[Entries taken from a collection]

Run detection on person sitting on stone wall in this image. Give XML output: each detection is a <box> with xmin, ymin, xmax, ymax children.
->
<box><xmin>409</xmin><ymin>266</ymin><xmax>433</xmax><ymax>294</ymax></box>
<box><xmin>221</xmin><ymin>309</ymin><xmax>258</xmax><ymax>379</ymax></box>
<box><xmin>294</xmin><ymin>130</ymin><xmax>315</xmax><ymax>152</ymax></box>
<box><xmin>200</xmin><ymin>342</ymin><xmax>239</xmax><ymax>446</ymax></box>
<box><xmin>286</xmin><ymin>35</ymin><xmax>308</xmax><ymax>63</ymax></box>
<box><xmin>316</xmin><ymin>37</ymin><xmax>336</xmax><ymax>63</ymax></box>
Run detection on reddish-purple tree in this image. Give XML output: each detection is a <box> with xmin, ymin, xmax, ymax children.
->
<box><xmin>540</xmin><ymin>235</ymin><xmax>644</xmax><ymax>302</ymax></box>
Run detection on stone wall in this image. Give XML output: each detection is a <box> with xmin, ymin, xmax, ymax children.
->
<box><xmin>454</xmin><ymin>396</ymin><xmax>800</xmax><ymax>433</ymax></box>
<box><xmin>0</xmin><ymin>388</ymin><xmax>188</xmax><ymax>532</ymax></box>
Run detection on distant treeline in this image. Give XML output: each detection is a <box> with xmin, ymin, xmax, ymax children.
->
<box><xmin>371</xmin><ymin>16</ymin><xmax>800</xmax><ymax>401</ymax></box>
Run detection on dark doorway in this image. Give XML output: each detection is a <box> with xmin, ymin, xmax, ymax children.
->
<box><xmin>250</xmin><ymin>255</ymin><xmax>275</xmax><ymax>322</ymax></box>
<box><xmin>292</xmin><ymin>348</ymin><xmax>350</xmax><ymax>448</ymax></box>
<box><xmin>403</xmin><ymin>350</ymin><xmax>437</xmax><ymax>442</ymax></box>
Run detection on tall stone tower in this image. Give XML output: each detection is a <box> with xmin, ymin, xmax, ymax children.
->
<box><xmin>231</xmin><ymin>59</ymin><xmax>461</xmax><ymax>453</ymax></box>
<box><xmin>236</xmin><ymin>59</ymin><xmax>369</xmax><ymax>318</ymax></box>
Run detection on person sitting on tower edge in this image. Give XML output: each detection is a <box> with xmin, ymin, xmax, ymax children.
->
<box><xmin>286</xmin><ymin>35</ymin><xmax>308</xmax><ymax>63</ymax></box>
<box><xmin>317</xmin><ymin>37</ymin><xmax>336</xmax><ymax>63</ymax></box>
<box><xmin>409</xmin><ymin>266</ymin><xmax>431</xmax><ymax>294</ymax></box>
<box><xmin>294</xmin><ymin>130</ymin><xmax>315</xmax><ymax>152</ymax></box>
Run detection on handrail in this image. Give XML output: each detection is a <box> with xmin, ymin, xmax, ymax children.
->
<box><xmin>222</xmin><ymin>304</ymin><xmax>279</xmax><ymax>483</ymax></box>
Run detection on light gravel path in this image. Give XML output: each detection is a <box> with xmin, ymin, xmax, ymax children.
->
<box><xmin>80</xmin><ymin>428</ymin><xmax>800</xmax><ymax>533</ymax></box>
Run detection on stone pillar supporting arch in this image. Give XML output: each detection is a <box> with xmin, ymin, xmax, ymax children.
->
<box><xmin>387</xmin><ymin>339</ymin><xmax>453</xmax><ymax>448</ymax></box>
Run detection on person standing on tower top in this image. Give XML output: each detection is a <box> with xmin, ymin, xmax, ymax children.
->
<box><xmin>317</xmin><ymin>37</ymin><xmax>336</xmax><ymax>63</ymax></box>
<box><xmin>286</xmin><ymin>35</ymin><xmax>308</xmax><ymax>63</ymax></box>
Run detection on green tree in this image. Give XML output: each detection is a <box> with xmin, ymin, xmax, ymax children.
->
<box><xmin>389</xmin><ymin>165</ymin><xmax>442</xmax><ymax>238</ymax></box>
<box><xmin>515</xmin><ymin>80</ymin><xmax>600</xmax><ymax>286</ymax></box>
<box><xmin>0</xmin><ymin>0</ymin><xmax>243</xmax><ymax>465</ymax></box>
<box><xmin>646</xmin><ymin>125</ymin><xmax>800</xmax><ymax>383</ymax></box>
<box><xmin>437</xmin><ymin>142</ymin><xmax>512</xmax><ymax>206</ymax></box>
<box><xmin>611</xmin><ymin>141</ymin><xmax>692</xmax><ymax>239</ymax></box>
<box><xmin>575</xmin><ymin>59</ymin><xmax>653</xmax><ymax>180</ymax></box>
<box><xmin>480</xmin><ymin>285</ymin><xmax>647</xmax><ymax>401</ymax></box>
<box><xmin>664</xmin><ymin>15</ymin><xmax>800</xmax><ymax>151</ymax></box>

◆ Task instructions ◆
Pick out every line of the items above that contains the string "wall", matching case exactly, and copy each one.

◆ Problem solution ◆
Run detection on person sitting on stone wall in this image. Give XML output: each detection is a <box> with xmin, ymin, xmax, ymax children.
Run detection on stone wall in this image. Give XML output: each detection is a <box> with xmin, ymin, xmax, ymax children.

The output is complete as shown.